*EXTRACT PROVIDED*
=== Begin Enclosure ===

When Spring Break unleashes madness on Central Florida, my wife and I take refuge at some of the hidden gems of the area. Well, hidden gems compared to massive, internationally famous theme parks at least. One of these places is Tampa's Lowry Park Zoo. On Monday, we made our second visit of the year to see some old favorite animals and new additions.
Like the Fort Wayne Children's Zoo, Lowry Park Zoo is about the perfect park size to explore completely without reaching total exhaustion. It also features one of the best manatee emergency care centers in Florida, which makes it an amazing place to see manatees outside of winter.
The Bornean Orangutans were in very different moods. One decided it needed peace and quiet, so it attempted to hide underneath a paper tent.
The other prominent orangutan was more social, deciding to show off its drinking habits. Unfortunately, these drinking habits were quite disgusting, and not something you want to watch immediately before eating lunch. You're better off not knowing the details.
Sharing the exhibit are the Silvered Langurs, which spend much of the time giving suspicious looks to any onlookers.
The Golden Lion Tamarin is normally an adorable creature that looks too tiny to be intimidating. Unfortunately, we arrived just at feeding time, and the little guys were very vocal about how hungry they were. The Titi Monkeys next door were not amused by all the noise.
Siamang Gibbons are one of the great acrobats of the zoo, making incredible leaps and swings while balancing at the highest of heights. Like the orangutans, some just want their quiet time, though.
Mandrills are fascinating creatures, with vibrantly colored faces and rumps. However, I don't tend to take pictures of animal rear ends, so I'd rather focus on the rainbow colors around the nose.

=== End Enclosure ===

*SUPPLIED DATA*

=== Begin Enclosure ===

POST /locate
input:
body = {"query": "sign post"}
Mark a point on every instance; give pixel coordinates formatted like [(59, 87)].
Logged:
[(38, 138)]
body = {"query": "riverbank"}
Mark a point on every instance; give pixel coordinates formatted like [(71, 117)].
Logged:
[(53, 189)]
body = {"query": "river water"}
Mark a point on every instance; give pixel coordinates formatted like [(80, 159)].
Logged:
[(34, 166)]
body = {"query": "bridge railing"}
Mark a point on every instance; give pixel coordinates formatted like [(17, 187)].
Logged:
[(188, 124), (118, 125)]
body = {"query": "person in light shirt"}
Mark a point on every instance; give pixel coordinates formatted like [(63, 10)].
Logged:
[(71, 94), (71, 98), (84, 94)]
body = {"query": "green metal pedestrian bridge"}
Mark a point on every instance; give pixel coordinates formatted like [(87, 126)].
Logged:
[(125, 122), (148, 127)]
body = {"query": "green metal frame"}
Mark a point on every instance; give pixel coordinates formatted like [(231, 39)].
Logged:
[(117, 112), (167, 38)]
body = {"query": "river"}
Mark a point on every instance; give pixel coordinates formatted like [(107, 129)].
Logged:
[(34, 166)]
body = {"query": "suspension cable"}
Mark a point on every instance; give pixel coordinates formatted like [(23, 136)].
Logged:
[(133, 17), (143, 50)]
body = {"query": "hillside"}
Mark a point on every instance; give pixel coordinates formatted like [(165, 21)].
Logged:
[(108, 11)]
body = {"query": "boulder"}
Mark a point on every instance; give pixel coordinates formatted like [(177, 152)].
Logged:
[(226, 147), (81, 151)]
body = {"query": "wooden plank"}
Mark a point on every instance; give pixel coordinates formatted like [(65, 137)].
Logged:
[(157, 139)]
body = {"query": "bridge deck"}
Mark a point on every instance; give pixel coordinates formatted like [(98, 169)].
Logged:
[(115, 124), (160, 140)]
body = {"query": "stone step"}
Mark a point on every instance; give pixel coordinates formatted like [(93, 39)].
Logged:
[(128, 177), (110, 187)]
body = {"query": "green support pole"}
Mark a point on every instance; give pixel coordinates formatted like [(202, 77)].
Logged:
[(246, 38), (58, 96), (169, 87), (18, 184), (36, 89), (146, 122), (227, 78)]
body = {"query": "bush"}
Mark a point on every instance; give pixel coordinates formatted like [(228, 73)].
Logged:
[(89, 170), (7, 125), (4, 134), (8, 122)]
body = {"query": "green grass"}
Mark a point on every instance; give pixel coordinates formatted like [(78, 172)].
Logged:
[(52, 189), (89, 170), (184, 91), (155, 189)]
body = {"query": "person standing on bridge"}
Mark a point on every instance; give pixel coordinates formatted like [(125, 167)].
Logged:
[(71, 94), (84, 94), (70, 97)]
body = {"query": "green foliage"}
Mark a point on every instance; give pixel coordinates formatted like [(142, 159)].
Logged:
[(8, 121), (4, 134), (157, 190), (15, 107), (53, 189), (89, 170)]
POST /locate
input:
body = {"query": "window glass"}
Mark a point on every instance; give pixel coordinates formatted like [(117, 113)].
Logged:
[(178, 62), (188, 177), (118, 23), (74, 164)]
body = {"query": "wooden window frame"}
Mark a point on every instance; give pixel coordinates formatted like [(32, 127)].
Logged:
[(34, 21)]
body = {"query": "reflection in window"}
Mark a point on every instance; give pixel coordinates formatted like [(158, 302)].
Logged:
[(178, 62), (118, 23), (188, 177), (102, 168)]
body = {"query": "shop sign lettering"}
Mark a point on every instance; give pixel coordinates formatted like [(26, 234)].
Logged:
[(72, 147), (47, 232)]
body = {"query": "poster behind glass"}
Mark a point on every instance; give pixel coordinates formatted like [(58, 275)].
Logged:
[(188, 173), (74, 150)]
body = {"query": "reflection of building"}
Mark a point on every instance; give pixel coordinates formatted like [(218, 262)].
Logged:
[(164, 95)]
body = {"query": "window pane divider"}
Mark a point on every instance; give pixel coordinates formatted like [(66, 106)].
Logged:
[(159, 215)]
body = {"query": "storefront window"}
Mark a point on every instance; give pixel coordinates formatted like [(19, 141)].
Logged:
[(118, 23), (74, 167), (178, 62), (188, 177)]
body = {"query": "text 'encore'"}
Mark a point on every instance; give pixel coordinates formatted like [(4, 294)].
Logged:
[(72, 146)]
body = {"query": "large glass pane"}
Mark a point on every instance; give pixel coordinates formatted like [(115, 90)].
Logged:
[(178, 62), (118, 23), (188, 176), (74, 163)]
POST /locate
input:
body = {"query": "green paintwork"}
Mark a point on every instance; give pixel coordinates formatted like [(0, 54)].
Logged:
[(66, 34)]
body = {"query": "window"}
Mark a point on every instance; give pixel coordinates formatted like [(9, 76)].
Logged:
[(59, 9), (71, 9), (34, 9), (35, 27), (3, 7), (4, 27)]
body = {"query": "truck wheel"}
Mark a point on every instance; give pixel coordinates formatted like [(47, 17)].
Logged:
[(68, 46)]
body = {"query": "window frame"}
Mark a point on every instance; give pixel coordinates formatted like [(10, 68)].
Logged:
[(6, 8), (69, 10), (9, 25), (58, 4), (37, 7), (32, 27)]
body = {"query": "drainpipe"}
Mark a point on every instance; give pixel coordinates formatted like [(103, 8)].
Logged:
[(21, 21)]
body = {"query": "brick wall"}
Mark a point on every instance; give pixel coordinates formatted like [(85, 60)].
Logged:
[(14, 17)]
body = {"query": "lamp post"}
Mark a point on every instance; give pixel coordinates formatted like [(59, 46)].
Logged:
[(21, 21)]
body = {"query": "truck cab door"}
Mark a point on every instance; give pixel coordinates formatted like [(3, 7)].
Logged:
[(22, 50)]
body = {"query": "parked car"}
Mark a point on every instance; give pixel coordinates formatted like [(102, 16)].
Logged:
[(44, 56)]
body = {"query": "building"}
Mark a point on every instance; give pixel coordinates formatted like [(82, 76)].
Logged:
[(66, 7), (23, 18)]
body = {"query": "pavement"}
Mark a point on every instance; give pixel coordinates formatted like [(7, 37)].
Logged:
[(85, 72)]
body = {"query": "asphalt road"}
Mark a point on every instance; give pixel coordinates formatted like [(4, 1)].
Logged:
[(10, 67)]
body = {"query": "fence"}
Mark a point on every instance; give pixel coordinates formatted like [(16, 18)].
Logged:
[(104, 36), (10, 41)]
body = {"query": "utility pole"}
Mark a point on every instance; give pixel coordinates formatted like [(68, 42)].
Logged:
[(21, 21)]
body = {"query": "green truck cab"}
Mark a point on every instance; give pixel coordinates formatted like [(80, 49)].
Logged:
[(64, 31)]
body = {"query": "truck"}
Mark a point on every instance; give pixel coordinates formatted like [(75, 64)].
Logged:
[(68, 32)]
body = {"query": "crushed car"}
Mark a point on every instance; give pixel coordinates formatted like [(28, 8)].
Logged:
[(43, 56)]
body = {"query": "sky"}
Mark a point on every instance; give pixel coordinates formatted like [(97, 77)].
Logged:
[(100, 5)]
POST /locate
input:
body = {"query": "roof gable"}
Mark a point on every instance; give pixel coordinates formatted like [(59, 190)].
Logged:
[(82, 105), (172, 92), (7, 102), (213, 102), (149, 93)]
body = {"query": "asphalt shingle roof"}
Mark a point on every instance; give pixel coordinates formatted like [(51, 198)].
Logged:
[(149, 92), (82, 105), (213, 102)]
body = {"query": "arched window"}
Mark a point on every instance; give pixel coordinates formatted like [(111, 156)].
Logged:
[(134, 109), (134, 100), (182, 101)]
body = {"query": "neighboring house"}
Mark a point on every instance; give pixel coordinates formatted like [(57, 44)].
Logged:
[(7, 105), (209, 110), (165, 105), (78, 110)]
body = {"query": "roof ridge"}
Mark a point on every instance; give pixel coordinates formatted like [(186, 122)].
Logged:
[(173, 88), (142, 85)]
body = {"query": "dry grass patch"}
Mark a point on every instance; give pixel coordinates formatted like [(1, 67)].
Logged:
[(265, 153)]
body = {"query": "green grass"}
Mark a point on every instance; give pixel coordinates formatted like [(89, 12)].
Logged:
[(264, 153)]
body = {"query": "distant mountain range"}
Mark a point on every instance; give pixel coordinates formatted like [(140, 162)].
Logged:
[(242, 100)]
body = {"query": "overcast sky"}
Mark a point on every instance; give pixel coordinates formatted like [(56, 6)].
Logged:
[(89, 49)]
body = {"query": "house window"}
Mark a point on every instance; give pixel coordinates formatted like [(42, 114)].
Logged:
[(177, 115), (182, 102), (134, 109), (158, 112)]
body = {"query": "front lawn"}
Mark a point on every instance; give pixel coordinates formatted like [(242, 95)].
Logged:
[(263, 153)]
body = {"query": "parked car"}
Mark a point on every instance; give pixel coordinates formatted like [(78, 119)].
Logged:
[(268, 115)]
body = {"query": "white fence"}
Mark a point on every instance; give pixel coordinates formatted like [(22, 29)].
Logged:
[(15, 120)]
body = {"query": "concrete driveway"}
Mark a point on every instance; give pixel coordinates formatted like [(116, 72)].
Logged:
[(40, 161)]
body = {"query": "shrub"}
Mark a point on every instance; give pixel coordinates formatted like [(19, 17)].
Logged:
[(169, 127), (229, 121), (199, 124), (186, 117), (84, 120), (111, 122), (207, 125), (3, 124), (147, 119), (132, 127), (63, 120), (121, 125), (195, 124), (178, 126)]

=== End Enclosure ===

*REQUIREMENT 1*
Reproduce part of the Lowry Park Zoo account word for word, beginning at the words "The Golden Lion" and stopping after the words "all the noise.".
*REQUIREMENT 2*
Carry on the Lowry Park Zoo account from the point at which it stops.
None of the entries has any bearing on this work.

*TASK OUTPUT 1*
The Golden Lion Tamarin is normally an adorable creature that looks too tiny to be intimidating. Unfortunately, we arrived just at feeding time, and the little guys were very vocal about how hungry they were. The Titi Monkeys next door were not amused by all the noise.

*TASK OUTPUT 2*
Like the langurs, the Ring-Tailed Lemur was also giving zoo patrons some suspicious glances.
The zoo features several aviaries in each section, with birds representing different areas of the world. The Javan Pond Heron perches stoically in the Asian aviary.
The Lowland Anoa is related to the water buffalo, but is much smaller, slightly more adorable, and a lot less intimidating.
Alternatively, the mere thought of facing off against a Komodo Dragon should inspire terror, but they just look so peaceful when resting.
Another great section of the zoo features Florida wildlife. This includes nesting Sandhill Cranes and giant Alligators, the latter of which seemed to be contemplating an escape attempt.
There are also Caribbean Flamingos, beautiful in vibrant shades of pink.
Not quite as vibrant yet are these Roseate Spoonbill chicks. These aren't captive creatures, but one of the many nesting birds in the trees around the zoo.
Also nesting high above were Snowy Egrets, with these fuzzy chicks waiting for their mother.
These Bald Eagles live up to their stoic reputation, though they surprisingly seem to prefer hanging out on the ground.
As I mentioned, Lowry Park Zoo has a great Manatee hospital. This creates a fantastic opportunity to see many of these amazing, gentle creatures.
It's just unfortunate that these poor manatees were injured in the first place. All of the current patients seemed to be recovering well, though it looked like they might have been monitoring a new addition in the tanks for more intensive care.
Many aquariums with reptiles and fish are also inside the manatee viewing areas, with these Lionfish being a particularly beautiful but deadly sight.
A couple of Red Wolves had a territory marking face-off in their enclosure, before patrolling the area.
These African Penguins found the water too cold for swimming, since the temperature was in the mid 60s. Unlike their Antarctic cousins, these penguins are used to warmer temperatures.
Most of the younger zoo animals can be found in the African section, like this baby Elephant.
The Marabou Storks also had a giant chick, which is surprisingly only a few weeks old.
The Meerkats were prepared for a busy day at the zoo, with many performing guard duty, at least until the zoo keeper distracted them.
The Shoebill Stork is an intimidating bird, standing up to four feet tall. My wife swears it was staring at her, possibly into her soul.
Finally, this gentle Queensland Koala woke briefly to scratch and look around. It then quickly fell back asleep, as koalas tend to do.